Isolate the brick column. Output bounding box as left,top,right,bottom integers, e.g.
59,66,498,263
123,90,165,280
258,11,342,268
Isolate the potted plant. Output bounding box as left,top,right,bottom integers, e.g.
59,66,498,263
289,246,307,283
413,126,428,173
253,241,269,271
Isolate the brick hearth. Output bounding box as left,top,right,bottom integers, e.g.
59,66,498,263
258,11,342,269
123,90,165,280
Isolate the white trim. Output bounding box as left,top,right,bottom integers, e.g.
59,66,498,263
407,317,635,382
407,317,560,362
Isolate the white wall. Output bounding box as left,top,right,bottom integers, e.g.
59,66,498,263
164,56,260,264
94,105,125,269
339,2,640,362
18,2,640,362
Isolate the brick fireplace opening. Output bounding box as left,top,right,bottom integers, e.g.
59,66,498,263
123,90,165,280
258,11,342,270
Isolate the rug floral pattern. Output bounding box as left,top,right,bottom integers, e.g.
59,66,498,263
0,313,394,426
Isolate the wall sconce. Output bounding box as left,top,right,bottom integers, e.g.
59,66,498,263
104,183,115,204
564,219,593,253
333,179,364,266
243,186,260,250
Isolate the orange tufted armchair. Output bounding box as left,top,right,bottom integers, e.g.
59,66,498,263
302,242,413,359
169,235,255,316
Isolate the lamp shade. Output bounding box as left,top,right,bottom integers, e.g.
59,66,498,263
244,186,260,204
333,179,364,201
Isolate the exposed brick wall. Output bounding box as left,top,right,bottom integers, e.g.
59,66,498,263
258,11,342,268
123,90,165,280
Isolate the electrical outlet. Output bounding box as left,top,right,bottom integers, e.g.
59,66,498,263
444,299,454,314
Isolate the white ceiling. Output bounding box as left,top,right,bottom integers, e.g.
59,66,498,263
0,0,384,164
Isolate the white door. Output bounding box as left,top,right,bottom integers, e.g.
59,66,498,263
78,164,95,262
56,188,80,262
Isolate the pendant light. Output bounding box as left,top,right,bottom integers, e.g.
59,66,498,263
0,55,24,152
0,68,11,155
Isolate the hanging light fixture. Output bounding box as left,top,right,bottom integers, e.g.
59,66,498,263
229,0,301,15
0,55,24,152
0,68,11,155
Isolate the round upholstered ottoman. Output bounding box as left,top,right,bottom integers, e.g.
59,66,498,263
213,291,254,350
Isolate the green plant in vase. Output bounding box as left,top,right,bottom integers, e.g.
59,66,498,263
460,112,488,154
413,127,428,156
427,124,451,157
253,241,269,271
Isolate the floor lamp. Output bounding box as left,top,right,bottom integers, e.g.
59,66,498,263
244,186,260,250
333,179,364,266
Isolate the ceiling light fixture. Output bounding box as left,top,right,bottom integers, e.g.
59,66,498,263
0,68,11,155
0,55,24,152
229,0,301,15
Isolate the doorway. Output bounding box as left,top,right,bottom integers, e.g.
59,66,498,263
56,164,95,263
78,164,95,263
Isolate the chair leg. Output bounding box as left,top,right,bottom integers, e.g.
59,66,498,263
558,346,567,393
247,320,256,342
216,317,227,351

**Goal of the exercise**
Lay out the stretch of the data above from its first line through the line containing "243,186,260,250" as a Markdown table with two columns, Row (a running number) and Line (the line itself). Leave out any blank lines.

**Answer to the exercise**
| Row | Line |
|---|---|
| 1 | Isolate the brick column. Output bounding box as left,top,right,bottom integers, e.g. |
| 2 | 59,66,498,263 |
| 3 | 123,90,165,280 |
| 4 | 258,11,342,268 |
| 5 | Isolate the potted plant. Output bounding box as left,top,right,bottom integers, e.g. |
| 6 | 59,66,498,263 |
| 7 | 289,246,307,283 |
| 8 | 413,126,428,173 |
| 9 | 253,241,269,271 |
| 10 | Isolate the brick hearth. Output bounding box as left,top,right,bottom integers, e.g. |
| 11 | 59,66,498,263 |
| 12 | 258,11,342,269 |
| 13 | 123,90,165,280 |
| 14 | Isolate the white trim. Output bounding box as left,top,right,bottom integers, e.g. |
| 15 | 59,66,498,263 |
| 16 | 407,317,635,382 |
| 17 | 407,317,560,362 |
| 18 | Isolate the white wall. Output bounding box as left,top,right,bottom integers, e.g. |
| 19 | 59,66,498,263 |
| 20 | 164,56,260,264 |
| 21 | 94,105,125,269 |
| 22 | 339,2,640,362 |
| 23 | 18,2,640,362 |
| 24 | Isolate the brick fireplace opening. Output bounding box as left,top,right,bottom integers, e.g. |
| 25 | 59,66,498,263 |
| 26 | 123,90,165,280 |
| 27 | 258,11,342,270 |
| 28 | Isolate the rug floral pattern. Output bounding box as left,top,right,bottom integers, e.g. |
| 29 | 59,66,498,263 |
| 30 | 0,313,394,426 |
| 31 | Isolate the wall sconce. Output bounding box as left,top,right,bottom integers, e.g. |
| 32 | 59,66,498,263 |
| 33 | 104,183,115,204 |
| 34 | 564,219,593,253 |
| 35 | 333,179,364,266 |
| 36 | 243,186,260,250 |